DOCUMENT PASSAGE:

═══

Expected Cost & Attempt Planner
Estimate expected attempts, failure count, and total resource cost for a multi-level advanced honing push.
What this advanced honing calculator does
Honing systems are deceptively simple: each tap has a success chance, and each failure usually increases your next chance. The emotional part is obvious, but the math underneath is where most players lose track. This calculator helps you make rational decisions by estimating expected attempts, expected failures, and expected gold-equivalent spend from your current level to your target level.
Instead of guessing, you can model your own setup with a base success rate, pity-style increase per fail, and a cap on maximum success. Then you can layer in your actual per-attempt cost and quickly see whether your planned push fits your budget.
How to use the inputs effectively
1) Set your progression range
Use Current Honing Level and Target Honing Level to define how many upgrades you need. If you set 10 to 15, the tool models 5 successful upgrades total.
2) Enter your chance model
- Base Success Rate: your first-attempt success chance per level.
- Increase Per Failure: the amount your success chance rises after each miss.
- Rate Cap: maximum allowed success chance.
- Starting Bonus: any extra chance from buffs, books, events, or temporary effects.

═══

COLLECTED MATERIAL:
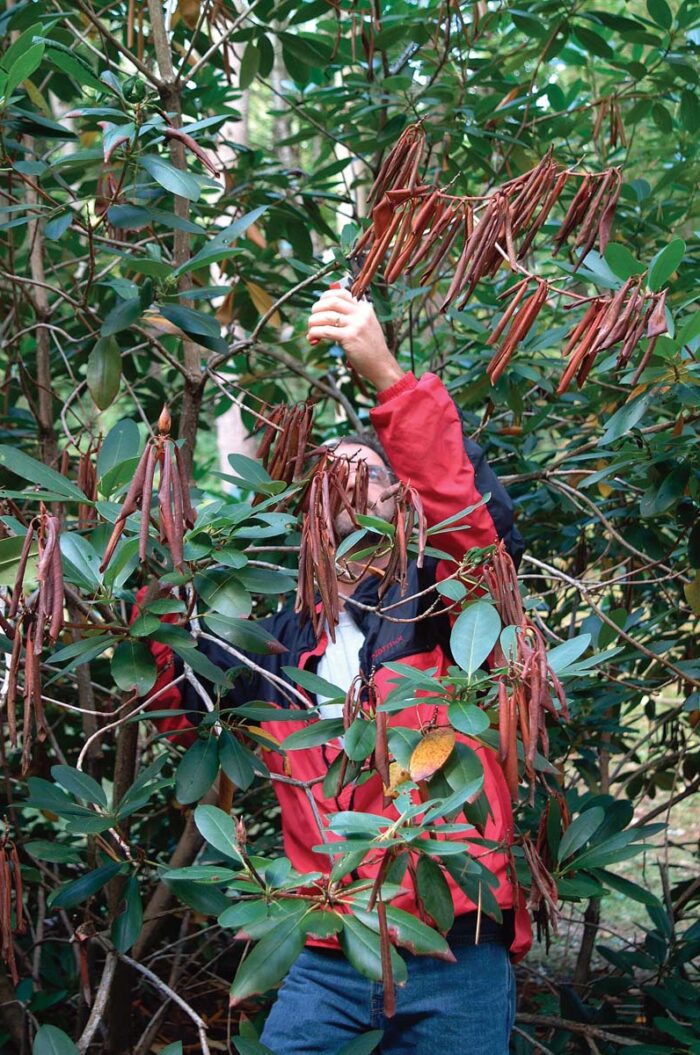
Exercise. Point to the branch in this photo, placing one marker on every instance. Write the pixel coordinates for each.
(141, 66)
(605, 617)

═══

WHAT THIS TASK INVOLVES: Write out the stretch of the honing calculator page from "Instead of guessing, you" through "after each miss.".

RESPONSE TO THIS TASK:
Instead of guessing, you can model your own setup with a base success rate, pity-style increase per fail, and a cap on maximum success. Then you can layer in your actual per-attempt cost and quickly see whether your planned push fits your budget.
How to use the inputs effectively
1) Set your progression range
Use Current Honing Level and Target Honing Level to define how many upgrades you need. If you set 10 to 15, the tool models 5 successful upgrades total.
2) Enter your chance model
- Base Success Rate: your first-attempt success chance per level.
- Increase Per Failure: the amount your success chance rises after each miss.